Text
+===+

Foreign animal disease preparedness meetings scheduled in South Dakota
BROOKINGS, S.D. -- South Dakota State University Extension, the South Dakota Pork Producers Council and South Dakota Animal Industry Board will host Foreign Animal Disease Preparedness Meetings to help South Dakota livestock producers understand ...
BROOKINGS, S.D. - South Dakota State University Extension, the South Dakota Pork Producers Council and South Dakota Animal Industry Board will host Foreign Animal Disease Preparedness Meetings to help South Dakota livestock producers understand the consequences of and best prepare for foreign animal diseases entering the country.
The meetings are scheduled for 1 p.m. April 10 in Huron at Nordby Hall on the South Dakota State Fair Grounds and 8:30 a.m. April 11 at Homewood Suites in Sioux Falls.
“While many livestock producers in the U.S. may feel safe from the threat of foreign animal diseases like Foot and Mouth Disease and African Swine Fever due to the buffers of the Pacific and Atlantic Oceans, in 2013 we learned the hard way from outbreaks of Porcine Endemic Diarrhea that diseases can and do travel across the world, and the results can be catastrophic,” explained Bob Thaler, professor and Extension swine specialist.

+===+

The task
Rewrite the animal disease meeting announcement, starting with "BROOKINGS, S.D. - South" and going on through "in Sioux Falls.", with "livestock producers" swapped for "livestock owners".

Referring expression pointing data
+===+

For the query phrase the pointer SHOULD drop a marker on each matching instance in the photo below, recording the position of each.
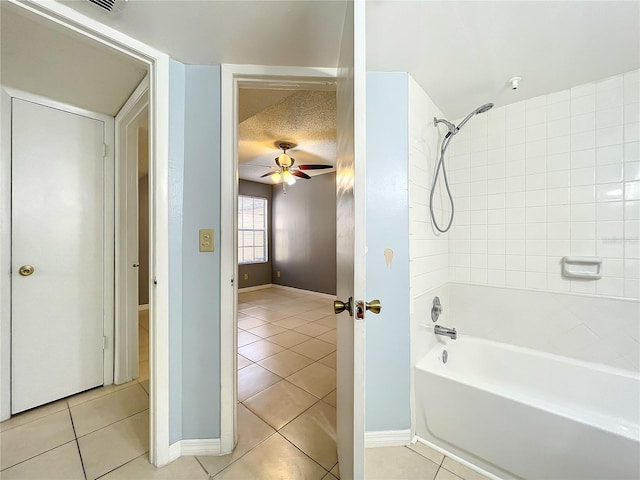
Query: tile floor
(286, 414)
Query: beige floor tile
(460, 470)
(267, 330)
(250, 322)
(330, 360)
(109, 448)
(61, 463)
(184, 468)
(251, 432)
(259, 350)
(398, 463)
(274, 459)
(314, 432)
(285, 363)
(291, 322)
(280, 403)
(245, 338)
(26, 441)
(427, 452)
(331, 336)
(33, 414)
(312, 329)
(331, 398)
(289, 338)
(96, 414)
(97, 393)
(243, 362)
(254, 379)
(315, 349)
(316, 379)
(444, 474)
(327, 321)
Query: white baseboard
(387, 438)
(253, 289)
(204, 446)
(307, 292)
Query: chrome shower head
(484, 108)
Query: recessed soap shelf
(582, 267)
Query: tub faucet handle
(436, 309)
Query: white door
(57, 229)
(351, 245)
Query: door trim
(258, 76)
(158, 64)
(108, 226)
(126, 329)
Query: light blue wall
(387, 210)
(201, 270)
(194, 277)
(176, 181)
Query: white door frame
(158, 64)
(258, 76)
(126, 145)
(108, 249)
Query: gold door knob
(374, 306)
(26, 270)
(339, 307)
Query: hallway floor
(286, 414)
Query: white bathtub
(519, 413)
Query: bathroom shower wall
(552, 176)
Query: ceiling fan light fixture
(287, 177)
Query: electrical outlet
(206, 240)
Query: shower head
(484, 108)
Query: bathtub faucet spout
(447, 332)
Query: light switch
(206, 240)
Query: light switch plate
(206, 240)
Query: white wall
(552, 176)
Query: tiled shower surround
(533, 181)
(553, 176)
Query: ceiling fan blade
(314, 167)
(300, 174)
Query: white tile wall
(428, 249)
(537, 180)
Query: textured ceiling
(463, 53)
(51, 61)
(305, 118)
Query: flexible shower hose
(443, 148)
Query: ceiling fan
(285, 172)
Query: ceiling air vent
(106, 4)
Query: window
(252, 230)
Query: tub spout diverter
(447, 332)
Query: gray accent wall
(259, 273)
(194, 277)
(304, 234)
(388, 362)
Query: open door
(351, 247)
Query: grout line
(75, 435)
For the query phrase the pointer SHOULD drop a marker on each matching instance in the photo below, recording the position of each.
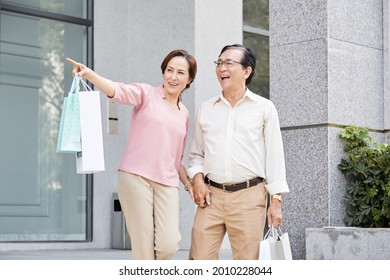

+===+

Response area
BROOKINGS, S.D. - South Dakota State University Extension, the South Dakota Pork Producers Council and South Dakota Animal Industry Board will host Foreign Animal Disease Preparedness Meetings to help South Dakota livestock owners understand the consequences of and best prepare for foreign animal diseases entering the country.
The meetings are scheduled for 1 p.m. April 10 in Huron at Nordby Hall on the South Dakota State Fair Grounds and 8:30 a.m. April 11 at Homewood Suites in Sioux Falls.